_Tasks to perform_.
1. In the review, where did Candice Millard work before writing this book?
2. In the review, rewrite the paragraph beginning "Rondon, of mixed Indian and European blood" as a short list that keeps its main facts.
3. Carry the review forward from its last sentence.

_Excerpt_.
What first seemed like an outbreak of "Founding Father fever" with the multitude of books about John Adams, George Washington and Thomas Jefferson has now turned into a virtual presidential pandemic. Witness the explosion of new titles about Lincoln.

A compelling and original new book now joins the biographical gang: Candice Millard's The River of Doubt: Theodore Roosevelt's Darkest Journey.

Millard is not an academic specializing in history. Rather, she worked as a writer and editor at National Geographic magazine.

Because of this background, she writes most knowledgeably not about politics but about the natural world and about Roosevelt's ill-fated 1913 expedition to the uncharted Brazilian Amazon, where the former president and his group came close to death.

Millard captures the terrifying biological diversity of the Amazon and the Stone Age tribes who inhabited the shores of this then-unexplored tributary. (It was later named for Roosevelt.)

The former president was accompanied by his son Kermit, a group of American scientists and a famous Brazilian military figure, Candido Rondon.

Rondon, of mixed Indian and European blood, is a towering figure in Brazilian history. He was famous for his unusual compassion for the Indian tribes and his pacifist beliefs. (His motto: "Die if need be, but kill never.")

In a series of exhausting and dangerous expeditions, Rondon mapped much of his nation's vast interior.

[Extracted data entries]
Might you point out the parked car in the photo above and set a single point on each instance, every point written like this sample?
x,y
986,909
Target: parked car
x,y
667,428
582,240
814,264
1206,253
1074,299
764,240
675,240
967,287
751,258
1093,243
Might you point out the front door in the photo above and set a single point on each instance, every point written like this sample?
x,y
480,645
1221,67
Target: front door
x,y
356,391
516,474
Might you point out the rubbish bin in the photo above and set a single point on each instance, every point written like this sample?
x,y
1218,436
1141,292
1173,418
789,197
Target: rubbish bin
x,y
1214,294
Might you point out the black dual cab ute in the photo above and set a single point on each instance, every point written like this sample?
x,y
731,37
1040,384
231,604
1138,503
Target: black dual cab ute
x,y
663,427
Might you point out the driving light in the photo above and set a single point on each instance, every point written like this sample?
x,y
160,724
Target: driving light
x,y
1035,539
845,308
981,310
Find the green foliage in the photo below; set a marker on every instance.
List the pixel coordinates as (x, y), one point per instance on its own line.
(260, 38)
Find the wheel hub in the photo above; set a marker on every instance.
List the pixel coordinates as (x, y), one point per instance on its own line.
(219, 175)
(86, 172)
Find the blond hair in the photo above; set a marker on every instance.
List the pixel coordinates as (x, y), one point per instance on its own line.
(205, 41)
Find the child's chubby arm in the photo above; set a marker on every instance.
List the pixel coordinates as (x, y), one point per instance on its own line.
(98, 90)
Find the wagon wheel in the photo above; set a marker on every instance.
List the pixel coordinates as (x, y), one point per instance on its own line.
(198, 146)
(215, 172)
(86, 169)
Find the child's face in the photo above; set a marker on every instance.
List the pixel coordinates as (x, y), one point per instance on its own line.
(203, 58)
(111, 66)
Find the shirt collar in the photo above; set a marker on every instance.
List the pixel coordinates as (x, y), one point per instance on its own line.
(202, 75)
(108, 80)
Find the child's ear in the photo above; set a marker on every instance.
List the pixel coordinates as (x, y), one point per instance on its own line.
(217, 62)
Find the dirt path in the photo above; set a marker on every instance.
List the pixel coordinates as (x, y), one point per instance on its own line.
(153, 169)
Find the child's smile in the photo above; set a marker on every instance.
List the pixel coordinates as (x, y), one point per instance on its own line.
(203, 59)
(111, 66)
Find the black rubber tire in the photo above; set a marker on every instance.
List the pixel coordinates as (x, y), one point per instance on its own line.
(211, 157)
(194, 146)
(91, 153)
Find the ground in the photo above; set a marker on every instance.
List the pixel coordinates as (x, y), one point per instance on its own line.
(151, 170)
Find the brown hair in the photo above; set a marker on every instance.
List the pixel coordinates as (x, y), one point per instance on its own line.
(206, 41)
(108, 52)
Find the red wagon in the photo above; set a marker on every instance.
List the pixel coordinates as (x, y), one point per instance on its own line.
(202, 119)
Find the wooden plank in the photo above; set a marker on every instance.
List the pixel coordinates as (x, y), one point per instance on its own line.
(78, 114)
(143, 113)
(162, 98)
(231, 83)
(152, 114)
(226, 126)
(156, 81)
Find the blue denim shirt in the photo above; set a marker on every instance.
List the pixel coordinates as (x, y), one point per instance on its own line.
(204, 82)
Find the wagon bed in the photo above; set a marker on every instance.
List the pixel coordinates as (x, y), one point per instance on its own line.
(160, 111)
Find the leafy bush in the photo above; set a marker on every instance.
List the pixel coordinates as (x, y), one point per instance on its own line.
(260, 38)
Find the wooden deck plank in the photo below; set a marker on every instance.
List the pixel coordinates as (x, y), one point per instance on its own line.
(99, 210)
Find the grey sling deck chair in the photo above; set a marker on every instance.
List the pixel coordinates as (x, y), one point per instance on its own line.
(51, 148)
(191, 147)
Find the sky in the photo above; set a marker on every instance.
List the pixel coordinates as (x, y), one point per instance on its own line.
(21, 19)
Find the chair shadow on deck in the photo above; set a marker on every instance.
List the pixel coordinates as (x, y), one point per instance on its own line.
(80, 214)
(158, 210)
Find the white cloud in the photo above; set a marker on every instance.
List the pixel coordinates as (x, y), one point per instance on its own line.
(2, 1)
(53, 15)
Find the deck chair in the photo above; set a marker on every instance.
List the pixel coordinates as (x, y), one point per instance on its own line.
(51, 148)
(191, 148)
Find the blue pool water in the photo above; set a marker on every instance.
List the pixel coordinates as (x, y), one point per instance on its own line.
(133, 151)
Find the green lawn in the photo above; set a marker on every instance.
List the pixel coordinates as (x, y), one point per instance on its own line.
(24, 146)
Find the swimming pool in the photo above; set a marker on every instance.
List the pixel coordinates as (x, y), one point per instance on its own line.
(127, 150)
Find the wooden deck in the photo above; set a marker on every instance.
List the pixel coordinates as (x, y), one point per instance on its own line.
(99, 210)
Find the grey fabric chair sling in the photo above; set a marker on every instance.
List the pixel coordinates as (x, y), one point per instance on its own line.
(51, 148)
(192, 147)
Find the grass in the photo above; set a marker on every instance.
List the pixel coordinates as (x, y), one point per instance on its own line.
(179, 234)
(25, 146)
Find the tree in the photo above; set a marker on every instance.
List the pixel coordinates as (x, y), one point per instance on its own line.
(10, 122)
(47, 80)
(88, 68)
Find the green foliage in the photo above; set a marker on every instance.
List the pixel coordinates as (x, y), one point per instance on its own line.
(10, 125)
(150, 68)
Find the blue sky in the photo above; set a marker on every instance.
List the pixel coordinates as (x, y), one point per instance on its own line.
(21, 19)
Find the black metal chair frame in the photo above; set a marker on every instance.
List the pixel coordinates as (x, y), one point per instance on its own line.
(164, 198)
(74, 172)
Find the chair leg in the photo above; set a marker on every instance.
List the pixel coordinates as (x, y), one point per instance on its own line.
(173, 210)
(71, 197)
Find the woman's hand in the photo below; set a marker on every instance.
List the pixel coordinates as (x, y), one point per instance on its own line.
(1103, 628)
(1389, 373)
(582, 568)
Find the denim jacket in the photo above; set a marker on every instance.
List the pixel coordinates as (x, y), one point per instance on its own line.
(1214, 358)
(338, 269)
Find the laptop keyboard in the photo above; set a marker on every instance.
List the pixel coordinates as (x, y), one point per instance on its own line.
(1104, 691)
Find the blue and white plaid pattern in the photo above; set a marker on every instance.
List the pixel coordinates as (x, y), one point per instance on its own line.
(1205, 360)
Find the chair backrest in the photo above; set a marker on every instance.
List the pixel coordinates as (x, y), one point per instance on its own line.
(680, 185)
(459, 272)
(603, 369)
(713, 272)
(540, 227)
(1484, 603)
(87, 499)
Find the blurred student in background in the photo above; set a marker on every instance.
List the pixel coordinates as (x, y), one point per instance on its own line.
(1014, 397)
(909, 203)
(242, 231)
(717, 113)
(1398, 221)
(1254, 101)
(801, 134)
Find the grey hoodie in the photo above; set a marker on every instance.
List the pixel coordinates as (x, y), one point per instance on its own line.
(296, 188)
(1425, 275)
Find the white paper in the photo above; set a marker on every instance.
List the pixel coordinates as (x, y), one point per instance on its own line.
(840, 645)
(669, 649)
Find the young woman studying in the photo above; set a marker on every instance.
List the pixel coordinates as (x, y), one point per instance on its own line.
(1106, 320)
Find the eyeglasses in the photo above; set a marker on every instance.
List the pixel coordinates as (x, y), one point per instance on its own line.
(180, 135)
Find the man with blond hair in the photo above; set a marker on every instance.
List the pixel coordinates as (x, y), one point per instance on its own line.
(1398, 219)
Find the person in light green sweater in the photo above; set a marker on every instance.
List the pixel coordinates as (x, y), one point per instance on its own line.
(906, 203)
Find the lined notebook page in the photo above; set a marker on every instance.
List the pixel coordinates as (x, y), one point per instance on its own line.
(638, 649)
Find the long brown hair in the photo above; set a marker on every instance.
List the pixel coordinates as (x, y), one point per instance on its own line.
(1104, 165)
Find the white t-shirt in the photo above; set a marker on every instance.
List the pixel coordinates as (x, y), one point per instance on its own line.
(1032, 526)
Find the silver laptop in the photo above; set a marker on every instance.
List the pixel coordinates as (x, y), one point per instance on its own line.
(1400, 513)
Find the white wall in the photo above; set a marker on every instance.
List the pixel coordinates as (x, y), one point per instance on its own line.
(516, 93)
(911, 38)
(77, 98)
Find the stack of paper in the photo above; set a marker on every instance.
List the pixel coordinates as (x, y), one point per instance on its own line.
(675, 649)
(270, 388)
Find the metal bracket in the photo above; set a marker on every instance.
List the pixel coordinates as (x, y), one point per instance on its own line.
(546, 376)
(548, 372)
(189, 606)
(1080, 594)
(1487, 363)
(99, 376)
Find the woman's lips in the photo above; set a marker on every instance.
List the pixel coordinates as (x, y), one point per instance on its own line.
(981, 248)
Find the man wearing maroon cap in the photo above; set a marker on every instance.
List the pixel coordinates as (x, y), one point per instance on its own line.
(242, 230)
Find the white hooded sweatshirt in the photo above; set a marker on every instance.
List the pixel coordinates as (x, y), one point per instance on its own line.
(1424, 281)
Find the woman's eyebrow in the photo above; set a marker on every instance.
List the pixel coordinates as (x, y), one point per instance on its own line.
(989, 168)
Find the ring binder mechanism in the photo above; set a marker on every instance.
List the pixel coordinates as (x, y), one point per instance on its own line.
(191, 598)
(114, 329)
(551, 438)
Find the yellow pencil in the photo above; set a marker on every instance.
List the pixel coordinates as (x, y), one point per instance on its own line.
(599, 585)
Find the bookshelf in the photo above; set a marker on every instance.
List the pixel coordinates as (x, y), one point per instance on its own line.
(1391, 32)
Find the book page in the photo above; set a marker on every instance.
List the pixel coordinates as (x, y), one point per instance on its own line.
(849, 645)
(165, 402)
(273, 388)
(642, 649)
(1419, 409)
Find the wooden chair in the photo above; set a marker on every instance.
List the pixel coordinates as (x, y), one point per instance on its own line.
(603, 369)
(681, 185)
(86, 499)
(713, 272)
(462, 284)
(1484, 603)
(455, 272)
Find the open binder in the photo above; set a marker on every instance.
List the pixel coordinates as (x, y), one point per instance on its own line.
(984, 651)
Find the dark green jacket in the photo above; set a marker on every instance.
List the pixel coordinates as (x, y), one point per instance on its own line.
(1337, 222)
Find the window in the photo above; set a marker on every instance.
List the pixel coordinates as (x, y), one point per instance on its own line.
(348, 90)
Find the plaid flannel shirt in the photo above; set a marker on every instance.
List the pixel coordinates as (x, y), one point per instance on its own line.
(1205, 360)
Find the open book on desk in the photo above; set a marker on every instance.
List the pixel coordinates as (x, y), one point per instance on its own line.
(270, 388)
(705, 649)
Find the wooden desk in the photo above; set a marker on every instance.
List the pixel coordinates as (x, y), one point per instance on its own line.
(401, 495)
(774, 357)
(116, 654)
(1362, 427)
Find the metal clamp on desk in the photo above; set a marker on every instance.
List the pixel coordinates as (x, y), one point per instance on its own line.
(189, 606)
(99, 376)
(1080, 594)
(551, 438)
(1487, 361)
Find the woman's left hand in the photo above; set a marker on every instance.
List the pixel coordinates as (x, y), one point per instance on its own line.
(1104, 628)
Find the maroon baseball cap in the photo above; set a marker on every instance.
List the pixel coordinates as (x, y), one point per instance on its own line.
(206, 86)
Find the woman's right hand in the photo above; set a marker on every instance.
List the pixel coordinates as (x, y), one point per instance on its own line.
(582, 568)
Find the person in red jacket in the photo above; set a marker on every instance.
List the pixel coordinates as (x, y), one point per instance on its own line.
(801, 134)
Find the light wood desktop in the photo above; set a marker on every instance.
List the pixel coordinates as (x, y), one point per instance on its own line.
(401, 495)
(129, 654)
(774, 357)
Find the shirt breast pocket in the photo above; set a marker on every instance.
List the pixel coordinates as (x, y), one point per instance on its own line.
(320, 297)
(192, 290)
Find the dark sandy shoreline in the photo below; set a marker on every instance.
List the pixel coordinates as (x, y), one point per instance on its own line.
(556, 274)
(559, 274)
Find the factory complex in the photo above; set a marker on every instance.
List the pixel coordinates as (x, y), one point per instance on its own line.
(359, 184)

_Per-task outputs_.
1. She worked as a writer and editor at National Geographic magazine.

2.
- Rondon was of mixed Indian and European blood and is a towering figure in Brazilian history.
- He was famous for his unusual compassion for the Indian tribes.
- He held pacifist beliefs, summed up in his motto: "Die if need be, but kill never."

3.
Millard points out that at the turn of the 19th century, less was known about South America than any other inhabited continent -- including Africa, where Roosevelt and his son had traveled.

The River of Doubt can be seen as a bookend to another outstanding title about Roosevelt, David McCullough's Mornings on Horseback (1981).

That book described the president's sickly childhood, idealistic nature and complicated relationships with his family.

The values of his childhood all come full circle in this new, dramatic tale of Amazon exploration -- a tale in which Roosevelt displays his lifelong passion for nature, for physical exertion, for bravery, for stoicism and for eschewing privilege.

Millard presents a balanced book. For example, Kermit Roosevelt disobeys the orders of the Brazilian Rondon and gets a man killed. One of the Americans expected to be carried about like a pasha.

It is impossible not to admire Roosevelt's lifelong curiosity about the natural world, his ebullience when facing disaster, his love for his son and his egalitarian treatment of others.

This is a bully good adventure tale about a great man.